EXERCISE TASK -
Rewrite the listing below as a JSON list of strings, with one string per line and blank lines omitted.

Pointing dataset excerpts:
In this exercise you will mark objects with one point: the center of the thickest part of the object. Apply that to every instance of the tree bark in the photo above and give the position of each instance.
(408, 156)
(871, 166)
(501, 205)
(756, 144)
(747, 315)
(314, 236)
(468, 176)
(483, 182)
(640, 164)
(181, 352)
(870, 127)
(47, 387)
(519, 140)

RESULT FOR THIS EXERCISE -
[
  "In this exercise you will mark objects with one point: the center of the thickest part of the object. Apply that to every instance of the tree bark in the photo above and give the position of each instance.",
  "(408, 156)",
  "(871, 166)",
  "(501, 205)",
  "(756, 144)",
  "(747, 315)",
  "(314, 236)",
  "(468, 176)",
  "(483, 182)",
  "(640, 164)",
  "(181, 352)",
  "(870, 127)",
  "(47, 387)",
  "(519, 140)"
]